**WRITTEN PROBLEM 1:**
Count the lines in the listing below that contain the string "peak", and reply with that number only.

**TEXT EXCERPT:**

Oh Noes, my is load high! Part 2

We have seen what a server load consists of and now we will look at how to reduce that load. How do we define high? Please see the Server load link here. Server load can be elevated for any reasons and we will look at a few ways to determine where the increased load is coming from and how to deal with it.

As a rule of thumb, you should have 1Gig of RAM for each processor on the server.

First, lets make sure we have the tools to investigate the problem:

htop: install it now, it will save you many headaches in the long run by allowing you to differentiate where the load is coming from and how to deal with it accordingly.
wget http://downloads.sourceforge.net/htop/htop-0.8.1.tar.gz?use_mirror=superb-east tar -xzvf htop-0.8.1.tar.gz cd htop-0.8.1 ./configure make make install

Lets start with determining what service is causing the load; run htop, then press F6 to sort by Memory usage, CPU usage and finally by Time. Make a note of the top processes that are listed under each search function. We will be using these momentarily.

If you see that apache (httpd) is using the most resources, then lets fire up a ssh session to search for the culprit.
netstat -tn 2>/dev/null | grep :80
This will show the number of connections to the webserver in total, but the output is a bit large and unwieldy so lets refine the output;
netstat -tn 2>/dev/null | grep :80 | awk '{print $5}' | cut -f1 -d: | sort | uniq -c | sort -rn | head
This will give a more concise view of who is connecting to the server and how many connections they have open.
122 69.252.110.237 2 98.241.142.113 1 81.184.31.154 1 71.173.235.103 1 208.80.194.39
If you see a large number of connections from a specific IP, temporarily APF the IP and see if the load starts dropping. Many times I have seen this happen as someone tries to scan or download the site. This can also happen when a search bot (aka googlebot) scans the site. Use a nslookup on the ip and see where it’s coming from to be sure.

if the number of connections seems reasonable, lets look for the site with the most connections as the load may be related to a PHP script;
/usr/bin/lynx -dump -width 500 http://127.0.0.1/whm-server-status | awk 'BEGIN { FS = " " } ; { print $12 }' | sed '/^$/d' | sort | uniq -c
this will give you an output something like;
1 Port 1 VHost 96 g33kinfo.com 100 host.server.com 1 process 1 slot
Now lets take a look at the busiest script and see if it matches to the site;
/usr/bin/lynx -dump -width 500 http://127.0.0.1/whm-server-status | grep GET | awk '{print $14}' | sort | uniq -c | sort -rn | head
will output something like
25 /info/?p=327 17 /info/?p=298 13 /info/?p=1024 10 /info/?p=327 3 /whm-server-status?auto 1 /whm-server-status
and it looks like it does. Take a look at the coding on that site “/info/?p=327” and see what is causing it. You may need a developer to look at this to determine what is going wrong. You can also ask your host to optimize the apache conf file for you. There are certain generic configurations for the amount of RAM available/CPU’s available per server. This should be well documented on their end if they are worth their salt.

**WRITTEN PROBLEM 2:**
Translate this sentence from the server load article above into Spanish: "As a rule of thumb, you should have 1Gig of RAM for each processor on the server."

Source records:
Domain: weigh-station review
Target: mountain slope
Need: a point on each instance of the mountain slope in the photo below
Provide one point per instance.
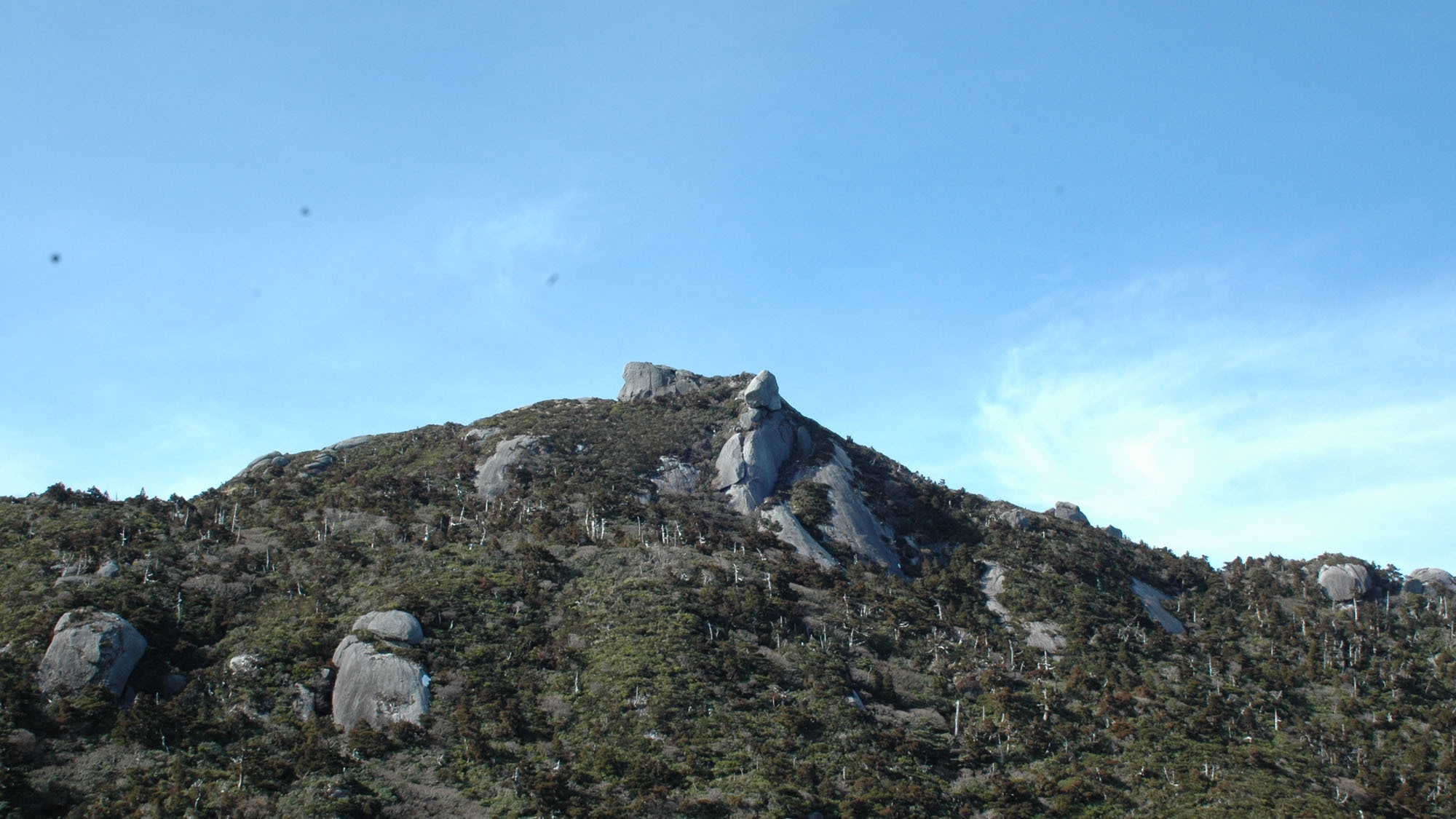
(697, 602)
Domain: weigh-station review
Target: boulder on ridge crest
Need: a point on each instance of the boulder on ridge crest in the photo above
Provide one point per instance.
(646, 379)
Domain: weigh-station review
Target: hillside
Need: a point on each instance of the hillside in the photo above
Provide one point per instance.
(694, 602)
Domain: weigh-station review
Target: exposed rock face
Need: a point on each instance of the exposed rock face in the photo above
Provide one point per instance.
(350, 443)
(992, 585)
(646, 379)
(318, 465)
(244, 663)
(1345, 582)
(1429, 580)
(395, 625)
(266, 461)
(791, 532)
(676, 478)
(1154, 602)
(764, 392)
(1046, 636)
(376, 687)
(1069, 512)
(851, 521)
(91, 647)
(1018, 518)
(491, 474)
(751, 461)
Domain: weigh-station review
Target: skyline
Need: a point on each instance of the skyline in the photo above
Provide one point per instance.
(1190, 269)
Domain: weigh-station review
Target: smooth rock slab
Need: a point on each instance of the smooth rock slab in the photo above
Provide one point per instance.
(675, 477)
(397, 625)
(91, 647)
(646, 379)
(491, 477)
(376, 687)
(851, 519)
(1018, 519)
(1069, 512)
(764, 392)
(749, 462)
(1154, 602)
(793, 534)
(1345, 582)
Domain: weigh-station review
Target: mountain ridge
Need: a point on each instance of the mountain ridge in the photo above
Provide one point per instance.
(697, 601)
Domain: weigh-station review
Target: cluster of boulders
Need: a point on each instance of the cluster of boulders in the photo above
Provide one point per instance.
(375, 684)
(315, 467)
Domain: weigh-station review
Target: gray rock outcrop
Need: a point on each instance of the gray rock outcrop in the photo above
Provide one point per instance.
(394, 625)
(764, 392)
(491, 477)
(646, 379)
(675, 477)
(378, 687)
(1429, 582)
(317, 467)
(994, 582)
(851, 519)
(350, 443)
(1346, 582)
(1069, 512)
(91, 647)
(793, 534)
(751, 461)
(1046, 636)
(1154, 602)
(264, 461)
(1018, 519)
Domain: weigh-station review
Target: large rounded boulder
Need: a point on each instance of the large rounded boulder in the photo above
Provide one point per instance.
(1429, 582)
(91, 647)
(1346, 582)
(375, 684)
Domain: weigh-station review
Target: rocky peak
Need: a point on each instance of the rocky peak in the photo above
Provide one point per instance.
(764, 392)
(646, 379)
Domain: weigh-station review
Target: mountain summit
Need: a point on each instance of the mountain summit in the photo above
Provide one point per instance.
(692, 601)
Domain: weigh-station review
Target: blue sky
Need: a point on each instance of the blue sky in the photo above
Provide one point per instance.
(1190, 266)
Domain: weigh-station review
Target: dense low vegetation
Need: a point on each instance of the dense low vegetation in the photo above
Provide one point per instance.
(601, 650)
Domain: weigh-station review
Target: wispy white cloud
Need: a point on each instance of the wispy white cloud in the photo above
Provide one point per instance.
(1235, 435)
(507, 256)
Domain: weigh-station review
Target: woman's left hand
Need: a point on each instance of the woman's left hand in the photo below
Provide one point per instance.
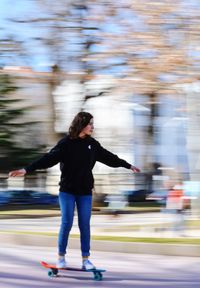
(135, 169)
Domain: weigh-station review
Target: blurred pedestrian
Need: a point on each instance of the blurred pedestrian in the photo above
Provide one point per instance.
(77, 153)
(176, 205)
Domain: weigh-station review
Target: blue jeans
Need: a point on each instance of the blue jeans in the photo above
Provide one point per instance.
(67, 203)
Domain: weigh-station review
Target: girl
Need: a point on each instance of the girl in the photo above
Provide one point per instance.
(77, 153)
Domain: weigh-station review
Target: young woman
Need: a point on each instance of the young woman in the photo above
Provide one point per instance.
(77, 153)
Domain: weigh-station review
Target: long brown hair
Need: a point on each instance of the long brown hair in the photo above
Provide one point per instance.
(80, 121)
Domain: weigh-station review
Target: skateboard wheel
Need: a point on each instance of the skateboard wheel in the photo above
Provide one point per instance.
(55, 271)
(98, 276)
(50, 273)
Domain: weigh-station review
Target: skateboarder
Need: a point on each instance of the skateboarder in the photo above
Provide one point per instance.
(77, 153)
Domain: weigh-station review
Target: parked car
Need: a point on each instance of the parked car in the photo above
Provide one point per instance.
(27, 197)
(135, 195)
(158, 196)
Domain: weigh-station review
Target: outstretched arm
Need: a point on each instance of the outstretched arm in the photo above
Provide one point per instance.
(48, 160)
(106, 157)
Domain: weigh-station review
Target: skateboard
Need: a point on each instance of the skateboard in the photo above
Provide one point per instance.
(53, 270)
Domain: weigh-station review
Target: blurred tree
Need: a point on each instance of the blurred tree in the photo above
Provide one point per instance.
(148, 45)
(12, 153)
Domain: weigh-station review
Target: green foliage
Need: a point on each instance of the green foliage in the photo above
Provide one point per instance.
(12, 155)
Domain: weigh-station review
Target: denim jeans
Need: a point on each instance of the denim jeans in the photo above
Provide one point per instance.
(67, 203)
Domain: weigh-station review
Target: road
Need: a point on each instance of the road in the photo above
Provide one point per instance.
(97, 221)
(19, 267)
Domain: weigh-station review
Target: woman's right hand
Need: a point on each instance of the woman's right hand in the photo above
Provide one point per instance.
(17, 173)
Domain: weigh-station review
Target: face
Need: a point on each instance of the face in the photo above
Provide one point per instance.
(88, 130)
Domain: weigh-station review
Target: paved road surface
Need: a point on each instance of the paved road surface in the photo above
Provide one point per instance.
(19, 267)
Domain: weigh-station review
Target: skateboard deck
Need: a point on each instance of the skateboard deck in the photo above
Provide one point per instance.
(53, 270)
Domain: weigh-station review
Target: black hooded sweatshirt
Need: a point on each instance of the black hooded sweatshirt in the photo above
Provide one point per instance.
(77, 158)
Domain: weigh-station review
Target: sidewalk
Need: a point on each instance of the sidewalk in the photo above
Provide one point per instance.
(28, 232)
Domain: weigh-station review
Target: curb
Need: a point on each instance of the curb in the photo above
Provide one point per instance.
(105, 246)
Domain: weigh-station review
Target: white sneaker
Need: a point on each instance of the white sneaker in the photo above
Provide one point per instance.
(87, 265)
(61, 263)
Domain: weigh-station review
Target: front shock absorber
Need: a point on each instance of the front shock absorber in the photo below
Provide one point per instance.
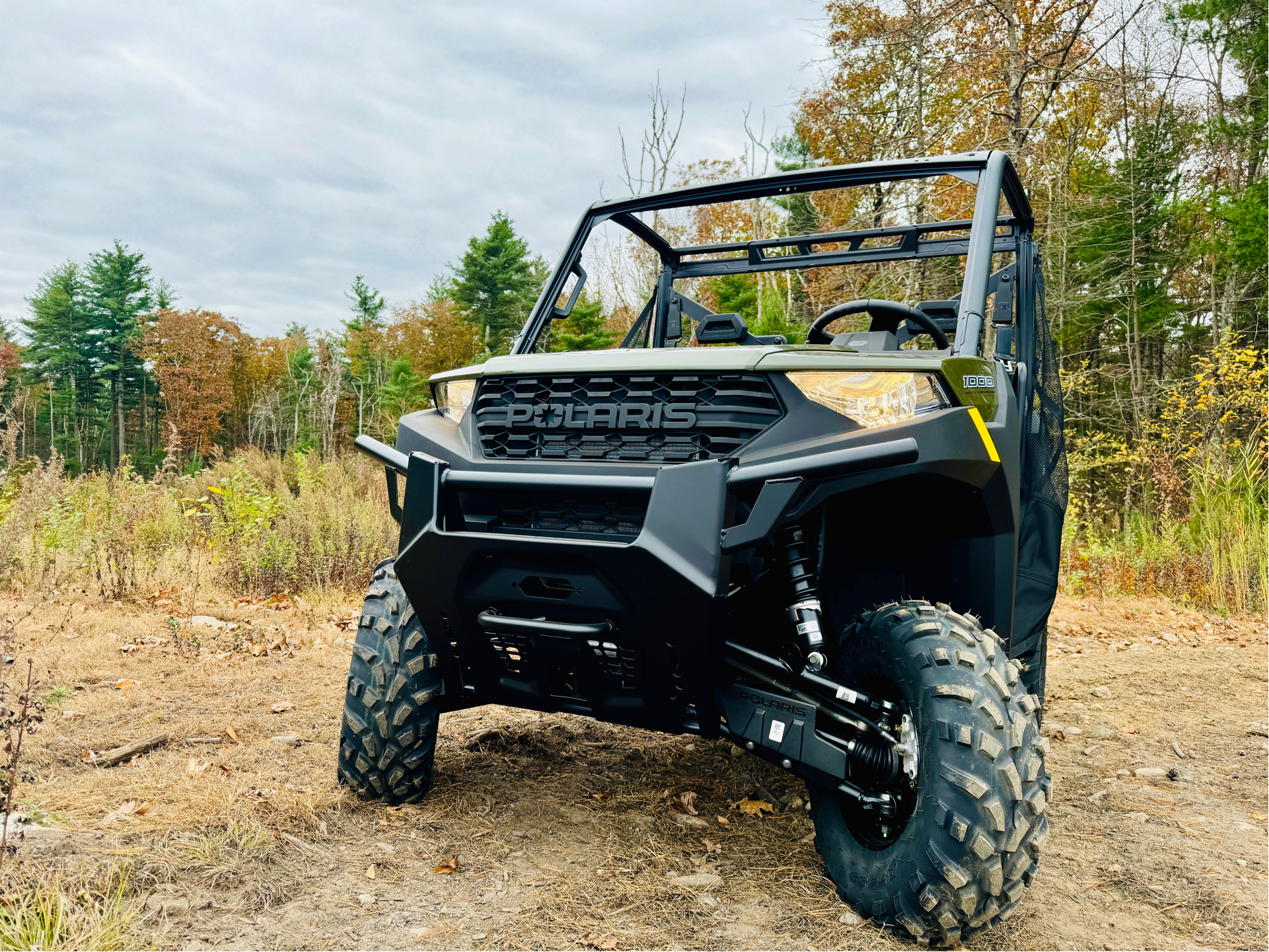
(799, 556)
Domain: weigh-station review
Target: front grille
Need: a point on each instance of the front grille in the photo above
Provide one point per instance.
(667, 418)
(571, 516)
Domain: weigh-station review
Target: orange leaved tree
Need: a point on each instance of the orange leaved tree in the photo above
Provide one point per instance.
(192, 355)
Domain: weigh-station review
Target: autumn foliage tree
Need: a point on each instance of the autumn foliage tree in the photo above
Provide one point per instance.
(192, 355)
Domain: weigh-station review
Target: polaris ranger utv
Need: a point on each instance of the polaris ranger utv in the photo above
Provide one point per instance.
(836, 555)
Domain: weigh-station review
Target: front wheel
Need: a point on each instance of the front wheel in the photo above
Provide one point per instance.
(388, 738)
(960, 850)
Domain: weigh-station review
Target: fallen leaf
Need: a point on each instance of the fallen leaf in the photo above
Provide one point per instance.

**RESPONSE 1:**
2

**RESPONSE 2:**
Como regla general, deberías tener 1 Gig de RAM por cada procesador del servidor.